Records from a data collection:
· · · · · · ·

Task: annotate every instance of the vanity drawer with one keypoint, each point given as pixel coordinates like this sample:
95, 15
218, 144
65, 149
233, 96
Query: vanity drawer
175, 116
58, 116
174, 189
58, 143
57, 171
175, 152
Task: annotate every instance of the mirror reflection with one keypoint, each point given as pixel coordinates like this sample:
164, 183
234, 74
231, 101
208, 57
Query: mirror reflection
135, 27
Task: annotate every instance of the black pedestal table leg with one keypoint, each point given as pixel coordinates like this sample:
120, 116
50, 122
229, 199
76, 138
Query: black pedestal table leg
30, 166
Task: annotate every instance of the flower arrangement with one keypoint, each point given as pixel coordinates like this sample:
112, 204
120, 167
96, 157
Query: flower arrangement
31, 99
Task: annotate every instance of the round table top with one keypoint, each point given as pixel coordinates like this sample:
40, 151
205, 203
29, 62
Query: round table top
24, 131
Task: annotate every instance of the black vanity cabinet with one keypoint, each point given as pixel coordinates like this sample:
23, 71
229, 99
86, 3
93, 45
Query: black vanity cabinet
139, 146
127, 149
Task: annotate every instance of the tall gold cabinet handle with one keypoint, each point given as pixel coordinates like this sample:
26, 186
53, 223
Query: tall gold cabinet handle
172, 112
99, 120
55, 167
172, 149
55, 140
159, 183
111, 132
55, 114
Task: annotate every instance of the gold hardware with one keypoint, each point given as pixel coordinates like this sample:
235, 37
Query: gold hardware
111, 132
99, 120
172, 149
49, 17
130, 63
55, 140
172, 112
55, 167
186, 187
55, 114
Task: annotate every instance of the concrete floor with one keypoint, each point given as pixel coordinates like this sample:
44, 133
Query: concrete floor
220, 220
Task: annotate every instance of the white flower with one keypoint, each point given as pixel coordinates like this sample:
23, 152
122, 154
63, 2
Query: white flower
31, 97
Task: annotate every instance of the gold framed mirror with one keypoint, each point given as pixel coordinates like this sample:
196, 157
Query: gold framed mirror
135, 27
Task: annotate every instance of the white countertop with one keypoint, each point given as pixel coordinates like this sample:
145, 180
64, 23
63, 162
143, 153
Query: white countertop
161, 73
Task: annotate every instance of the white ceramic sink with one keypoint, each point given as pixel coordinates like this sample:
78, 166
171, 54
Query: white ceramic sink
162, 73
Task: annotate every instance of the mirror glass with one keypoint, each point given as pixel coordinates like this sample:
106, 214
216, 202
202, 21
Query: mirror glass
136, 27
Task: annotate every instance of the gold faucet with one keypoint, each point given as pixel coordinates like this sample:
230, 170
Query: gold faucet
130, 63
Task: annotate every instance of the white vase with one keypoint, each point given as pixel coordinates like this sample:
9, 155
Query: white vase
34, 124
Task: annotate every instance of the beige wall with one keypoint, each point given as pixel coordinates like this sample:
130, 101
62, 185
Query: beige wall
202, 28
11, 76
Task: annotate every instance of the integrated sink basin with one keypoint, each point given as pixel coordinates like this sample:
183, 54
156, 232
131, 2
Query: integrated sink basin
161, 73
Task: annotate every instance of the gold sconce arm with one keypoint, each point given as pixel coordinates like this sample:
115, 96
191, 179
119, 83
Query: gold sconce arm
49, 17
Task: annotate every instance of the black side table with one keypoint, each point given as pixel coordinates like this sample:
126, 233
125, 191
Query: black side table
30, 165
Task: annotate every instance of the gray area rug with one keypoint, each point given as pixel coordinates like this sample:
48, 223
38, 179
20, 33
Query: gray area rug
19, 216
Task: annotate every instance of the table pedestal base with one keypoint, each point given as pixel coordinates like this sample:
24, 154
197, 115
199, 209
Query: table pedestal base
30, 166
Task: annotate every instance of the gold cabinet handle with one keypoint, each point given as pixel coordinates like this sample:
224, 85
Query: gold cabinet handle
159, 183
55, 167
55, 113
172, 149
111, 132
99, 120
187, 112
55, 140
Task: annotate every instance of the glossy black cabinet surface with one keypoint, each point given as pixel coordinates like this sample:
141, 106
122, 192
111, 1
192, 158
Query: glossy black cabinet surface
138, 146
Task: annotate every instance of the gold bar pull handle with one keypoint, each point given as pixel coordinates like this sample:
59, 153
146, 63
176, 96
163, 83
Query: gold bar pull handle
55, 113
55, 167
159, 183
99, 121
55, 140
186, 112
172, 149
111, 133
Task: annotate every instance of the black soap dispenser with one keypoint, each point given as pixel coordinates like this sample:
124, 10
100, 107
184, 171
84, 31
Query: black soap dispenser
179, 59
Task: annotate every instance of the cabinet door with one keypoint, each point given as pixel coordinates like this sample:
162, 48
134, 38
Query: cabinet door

· · · · · · ·

PROBLEM DESCRIPTION: Reproduce every entry shown above, precisely as it stands.

TASK RESPONSE:
Task: annotate every instance of the vanity drawer with one keypoint, each point given as pixel coordinates like this sample:
95, 15
218, 144
65, 149
233, 96
Query: vanity drawer
175, 116
58, 116
174, 189
58, 143
57, 171
175, 152
Task: annotate every instance of the mirror reflection with one keypoint, each point given as pixel coordinates like this sample:
164, 183
234, 74
231, 101
208, 57
Query: mirror reflection
135, 27
Task: annotate every instance of the black pedestal table leg with one keypoint, each point given as pixel coordinates like this sample:
120, 116
50, 122
229, 199
76, 138
Query: black pedestal table leg
30, 166
Task: annotate every instance of the flower arrangement with one keypoint, each point given as pixel coordinates like this sample:
112, 204
120, 167
96, 157
Query: flower arrangement
31, 99
Task: annotate every instance of the round table top with one keypoint, each point given as pixel coordinates like this sample:
40, 151
205, 203
29, 62
Query: round table top
24, 131
Task: annotate every instance of the black vanity cabinet with one keypoint, each point given as pixel coordinates like this sample:
23, 71
229, 99
86, 3
93, 45
Query: black vanity cabinet
139, 146
127, 149
Task: annotate every instance of the tall gold cabinet handle with one keypoint, each point given as pixel coordinates like this sample:
26, 186
53, 223
Query: tall gold cabinet handle
172, 112
99, 120
55, 167
172, 149
55, 140
159, 183
111, 132
55, 114
Task: annotate every instance of the gold hardware with one keypoint, each point given as pixel coordinates like this sample:
235, 37
Query: gold hardware
111, 132
99, 120
172, 149
49, 17
130, 63
55, 140
172, 112
55, 167
186, 187
55, 114
Task: annotate every instance of the concrete floor with one keypoint, each point given as pixel coordinates like this sample:
44, 133
Query: concrete floor
220, 220
Task: annotate every instance of the white flower with one keypoint, each point given as pixel coordinates like this sample:
23, 152
122, 154
63, 2
Query: white flower
31, 97
Task: annotate every instance of the gold framed mirror with one keypoint, each point given as pixel coordinates like this sample:
196, 157
Query: gold framed mirror
135, 27
Task: annotate every instance of the white countertop with one keypoint, each point given as pixel coordinates like this sample:
145, 180
64, 23
63, 162
143, 153
Query: white countertop
161, 73
Task: annotate every instance of the white ceramic sink with one keypoint, each point given as pixel coordinates like this sample:
78, 166
171, 54
Query: white ceramic sink
162, 73
Task: annotate every instance of the mirror glass with one keypoint, each point given as pixel coordinates like this sample:
106, 214
216, 202
202, 21
Query: mirror glass
136, 27
Task: annotate every instance of the gold faucet with one keypoint, each point given as pixel coordinates like this sample:
230, 170
Query: gold faucet
130, 63
Task: annotate every instance of the white vase with one keypoint, each point given as pixel coordinates like this sample:
9, 155
Query: white vase
34, 124
Task: annotate every instance of the beige wall with one keypoint, each point given as pixel coordinates like this sample:
130, 101
62, 185
Query: beige wall
202, 28
11, 76
Task: annotate every instance of the integrated sink basin with one keypoint, each point given as pixel coordinates like this sample:
183, 54
156, 232
131, 2
Query: integrated sink basin
161, 73
Task: annotate every instance of the gold sconce arm with one keypoint, each point given as pixel coordinates like this sample:
115, 96
191, 179
119, 83
Query: gold sconce arm
49, 17
Task: annotate every instance of the black side table with one keypoint, each point given as pixel coordinates like this sample:
126, 233
125, 191
Query: black side table
30, 165
Task: annotate every instance of the gray area rug with one keypoint, each point given as pixel coordinates like this sample:
48, 223
38, 179
20, 33
Query: gray area rug
19, 216
Task: annotate every instance of the table pedestal base with one keypoint, each point given as pixel coordinates like this sample:
24, 154
197, 115
199, 209
Query: table pedestal base
30, 166
Task: annotate every instance of the gold cabinet handle with one keypoint, each point given as pixel coordinates like this sample:
224, 85
Query: gold cabinet handle
159, 183
55, 167
55, 113
172, 149
111, 132
99, 120
187, 112
55, 140
Task: annotate every instance of the glossy black cabinet surface with one keypoint, each point given as pixel coordinates like this sample:
141, 106
122, 192
111, 1
192, 158
Query: glossy black cabinet surface
138, 146
Task: annotate every instance of the gold bar pull handle with one keypoint, each point given as pixel coordinates like this sample:
59, 153
146, 63
176, 96
163, 83
Query: gold bar pull handle
55, 113
55, 167
159, 183
99, 121
55, 140
186, 112
172, 149
111, 133
Task: annotate every instance of the black soap dispenser with one keypoint, each point given as pixel coordinates like this sample:
124, 10
100, 107
184, 171
84, 31
Query: black soap dispenser
179, 59
Task: annotate every instance of the cabinet door with one keypoint, each point given as pixel coordinates like this sample:
162, 48
134, 38
Query: cabinet door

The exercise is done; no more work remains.